→ WORK INSTRUCTIONS
Set the data down again, exactly as it reads, but without the pictures.
======== DATA SUPPLIED ========
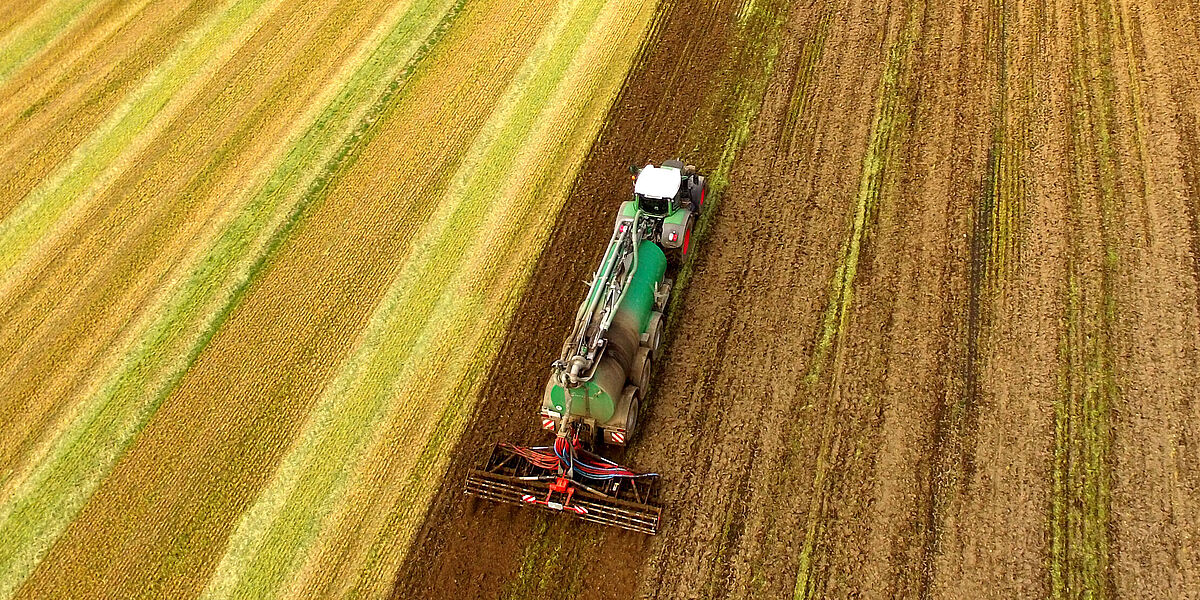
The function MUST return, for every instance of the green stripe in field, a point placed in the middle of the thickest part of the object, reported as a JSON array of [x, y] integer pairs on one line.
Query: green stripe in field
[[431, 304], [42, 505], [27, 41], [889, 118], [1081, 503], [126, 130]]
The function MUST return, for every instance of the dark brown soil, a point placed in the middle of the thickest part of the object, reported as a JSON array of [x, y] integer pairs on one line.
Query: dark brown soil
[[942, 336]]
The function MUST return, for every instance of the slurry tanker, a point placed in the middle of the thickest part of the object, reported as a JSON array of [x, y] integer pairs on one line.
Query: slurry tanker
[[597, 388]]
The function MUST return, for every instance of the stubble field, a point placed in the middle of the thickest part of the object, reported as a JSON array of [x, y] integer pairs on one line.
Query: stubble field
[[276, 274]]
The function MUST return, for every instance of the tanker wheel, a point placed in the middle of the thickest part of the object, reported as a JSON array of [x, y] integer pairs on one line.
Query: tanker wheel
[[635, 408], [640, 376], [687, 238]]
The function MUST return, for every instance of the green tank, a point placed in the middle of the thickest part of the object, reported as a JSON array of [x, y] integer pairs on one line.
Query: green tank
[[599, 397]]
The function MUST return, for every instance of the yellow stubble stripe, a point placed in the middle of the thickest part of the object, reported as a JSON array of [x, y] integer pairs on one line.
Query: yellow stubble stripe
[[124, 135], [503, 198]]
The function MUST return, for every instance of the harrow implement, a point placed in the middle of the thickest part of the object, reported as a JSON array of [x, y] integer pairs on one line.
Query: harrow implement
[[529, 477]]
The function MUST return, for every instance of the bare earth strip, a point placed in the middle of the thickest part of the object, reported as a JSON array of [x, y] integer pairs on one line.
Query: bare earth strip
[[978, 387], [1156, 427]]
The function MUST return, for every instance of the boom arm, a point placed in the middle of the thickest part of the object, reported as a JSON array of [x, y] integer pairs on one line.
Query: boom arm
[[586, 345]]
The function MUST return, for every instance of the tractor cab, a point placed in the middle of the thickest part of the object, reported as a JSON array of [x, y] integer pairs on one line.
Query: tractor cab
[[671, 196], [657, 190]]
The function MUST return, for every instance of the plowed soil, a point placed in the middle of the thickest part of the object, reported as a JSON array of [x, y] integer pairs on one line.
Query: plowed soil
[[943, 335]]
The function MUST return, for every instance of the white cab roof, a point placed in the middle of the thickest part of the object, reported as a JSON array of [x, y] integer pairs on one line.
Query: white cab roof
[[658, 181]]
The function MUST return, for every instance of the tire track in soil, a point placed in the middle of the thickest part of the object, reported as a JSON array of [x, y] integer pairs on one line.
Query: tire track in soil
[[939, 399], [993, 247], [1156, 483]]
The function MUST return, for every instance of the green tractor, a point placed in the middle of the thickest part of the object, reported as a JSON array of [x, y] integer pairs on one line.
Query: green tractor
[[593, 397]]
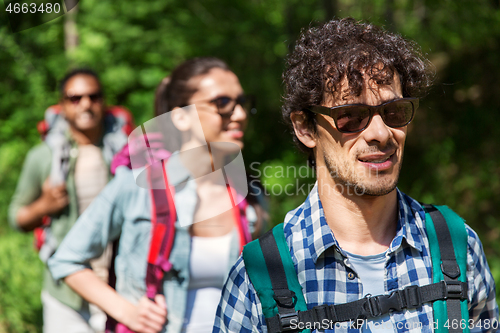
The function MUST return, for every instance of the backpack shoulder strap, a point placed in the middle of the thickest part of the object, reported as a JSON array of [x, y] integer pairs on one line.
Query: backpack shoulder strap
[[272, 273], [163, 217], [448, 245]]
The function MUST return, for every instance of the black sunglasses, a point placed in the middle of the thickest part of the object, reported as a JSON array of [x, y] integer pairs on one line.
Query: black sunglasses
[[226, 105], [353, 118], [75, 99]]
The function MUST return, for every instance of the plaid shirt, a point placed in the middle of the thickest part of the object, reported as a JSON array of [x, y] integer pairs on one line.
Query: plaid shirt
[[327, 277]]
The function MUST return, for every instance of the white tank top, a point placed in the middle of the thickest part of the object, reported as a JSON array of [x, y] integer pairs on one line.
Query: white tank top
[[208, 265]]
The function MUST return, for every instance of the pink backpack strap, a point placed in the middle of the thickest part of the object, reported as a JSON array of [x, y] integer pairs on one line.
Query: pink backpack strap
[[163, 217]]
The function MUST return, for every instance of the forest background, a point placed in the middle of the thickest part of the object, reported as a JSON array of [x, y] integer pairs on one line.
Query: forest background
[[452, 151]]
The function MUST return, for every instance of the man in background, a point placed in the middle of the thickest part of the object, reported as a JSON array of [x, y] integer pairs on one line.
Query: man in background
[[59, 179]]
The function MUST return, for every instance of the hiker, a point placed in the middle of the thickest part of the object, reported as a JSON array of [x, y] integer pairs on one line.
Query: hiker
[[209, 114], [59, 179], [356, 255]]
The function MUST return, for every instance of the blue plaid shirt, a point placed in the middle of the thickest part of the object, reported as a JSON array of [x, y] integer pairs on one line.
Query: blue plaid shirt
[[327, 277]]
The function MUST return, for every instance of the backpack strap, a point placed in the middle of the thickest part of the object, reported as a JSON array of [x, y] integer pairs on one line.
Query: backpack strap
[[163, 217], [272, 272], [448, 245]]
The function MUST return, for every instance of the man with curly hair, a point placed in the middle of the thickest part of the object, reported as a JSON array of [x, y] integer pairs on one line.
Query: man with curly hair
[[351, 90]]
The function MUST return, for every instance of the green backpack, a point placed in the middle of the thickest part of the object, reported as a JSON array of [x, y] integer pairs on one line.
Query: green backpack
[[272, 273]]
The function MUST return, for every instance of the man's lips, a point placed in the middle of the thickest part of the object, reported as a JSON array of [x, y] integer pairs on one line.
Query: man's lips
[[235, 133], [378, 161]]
========
→ SOLUTION TO THE EXERCISE
The function MUST return, for every instance of the green stripe in field, a point placed in the middle of the thickest part of the object, reported as a JSON array of [x, y] integer pairs on one line.
Query: green stripe in field
[[431, 304], [42, 505], [27, 41], [889, 118], [1081, 503], [126, 130]]
The function MUST return, for every instance of the dark brown soil, a point placed in the middle of the thickest part of the object, reported as a JSON array of [x, y] integer pairs on one line.
Query: dark brown soil
[[942, 336]]
The function MUST return, for every instance of the slurry tanker, a point placed in the middle of the thickest part of the object, reported as a JSON array of [x, y] integer pairs on one line.
Query: slurry tanker
[[597, 388]]
The function MUST return, for every instance of the stubble field, a point placed in the middle of the thickest part of the object, reported as a JSON array of [x, y] integer pairs on one line.
Query: stubble field
[[276, 274]]
The function MUST return, for every instance of the tanker wheel, a point placed in the middle of the thickest part of the object, reported as a JSON array of [x, y] integer pairs on one line.
Query: tanker wheel
[[635, 408], [640, 376], [687, 238]]
The function MUST return, for every instance of the green tank, a point placed in the middle of the thickest part of the object, reported as a JSON array of [x, y] integer pairs on one line.
Query: green tank
[[599, 397]]
The function MUST return, for every instance of the yellow stubble stripe, a point placed in the middle of the thickest part of the object, reported as a JSON array of [x, y] integer pairs on one line.
Query: yellow stubble stripe
[[124, 135], [503, 198]]
The function MUST return, for every instance of the harrow implement, a point placed in the middle of the thickest part of the object, reported as a JSON array of [x, y] integer pairs on one line.
Query: harrow implement
[[529, 477]]
The function MUST return, for every instance of the bare earth strip, a point placed in the middle of the thickest part of the object, reported as a JSON array of [x, y] integer pairs on one line.
Query: bare earth strip
[[978, 387], [1156, 427]]
The function MUST return, for every instance of the boom arm, a point placed in the middle of the thickest part of the object, reported as a JSON array of [x, y] integer pairs on one line.
Query: boom arm
[[586, 345]]
The function MUST return, for every instance of the tractor cab, a point placed in the middle of the thickest part of the object, reported as a JSON array of [x, y] integer pairs on one line.
Query: tractor cab
[[671, 196], [657, 190]]
The function MUST return, for every instance of the plowed soil, a point placed in the middle of the thickest part of the object, reported as a JSON array of [x, y] integer pairs on one line.
Query: plowed soil
[[943, 335]]
The function MUST return, for every instance of the white cab roof, a point placed in the middle of the thickest part of the object, reported as a JSON array of [x, y] integer pairs on one line.
Query: white cab roof
[[658, 181]]
The function MUST return, for every instance of the tire track in soil, a point placed in the middle of the thickest part of the object, reported as a JSON array of [x, y] integer pairs on one line.
Query: tire track in soil
[[939, 399], [993, 247], [1156, 483]]
The function MUST return, for every instance of the green tractor, a point placed in the middle of the thickest part of the object, reported as a JSON array of [x, y] integer pairs on one line.
Query: green tractor
[[593, 397]]
The function MUST return, for every instance of the backpack shoulder strap, a point placed in the middle of the thickest part of the object, reported as a JSON array of [x, y] integer pairs on one line.
Query: backpack shoulder strap
[[272, 273], [163, 217], [448, 245]]
The function MUST return, for every instance of the black sunglasses, a point placed in the middle of the thickest part of the object, reported as a JSON array of [x, y] integer pairs on one line.
Query: black sunglasses
[[226, 105], [353, 118], [75, 99]]
The function MUST return, for every instance of the plaid shirt, a point placed in the middle of the thickest part of the object, reported as a JSON array of [x, y] integer pairs on one line.
Query: plaid shirt
[[327, 277]]
The function MUST return, for every instance of the white tank top, a point placed in the middle of the thickest part of the object, reported as a JSON array of [x, y] integer pairs on one line.
Query: white tank top
[[208, 265]]
The function MUST return, for every instance of the pink backpack strap, a point placed in the middle of the thickest part of the object, reported as a JSON array of [x, y] integer pairs on one line.
Query: pink backpack strap
[[163, 217]]
The function MUST return, for every instance of the forest background, a point placed in the middle of the thickest part of the object, reported as a JSON array of [x, y] integer pairs on one line.
Query: forest background
[[452, 151]]
The function MUST return, for every instance of the man in background, a point placed in the middle of the thickest part of the object, reported as a JSON array of [x, y] integer pairs on one line.
Query: man in background
[[59, 179]]
The function MUST return, for every instance of the hiker, a point placed in the middle of the thickest part of the object, reported as a JSON array of [x, y] integer pairs on one line.
Query: hiker
[[209, 114], [59, 179], [356, 255]]
The function MUST return, for every instance of the blue plaid shirt, a point placed in the middle of the thickest part of the object, reported as a JSON array of [x, y] integer pairs on one line.
Query: blue plaid shirt
[[327, 277]]
The function MUST return, for every instance of the backpack strap, a point placed in the middle of the thickest part of the object, reported as a JSON array of [x, y] integer pairs on one line.
Query: backpack strap
[[163, 217], [272, 272], [448, 245]]
The function MUST return, for every instance of the man with curly hair, a point placed in the middle of the thickest part of the object, reported as a JSON array of [x, y] integer pairs on one line.
Query: man with curly hair
[[351, 90]]
The function MUST return, for every instance of the green backpack, a point placed in the middle of the thickest part of the object, reported as a JSON array of [x, y] integer pairs on one line.
Query: green backpack
[[272, 273]]
The function MUST return, for every instance of the man's lips, a point placed in the middle of the thickest part of the object, reported as a JSON array of [x, y] integer pairs on one line.
Query: man's lips
[[235, 133], [378, 161]]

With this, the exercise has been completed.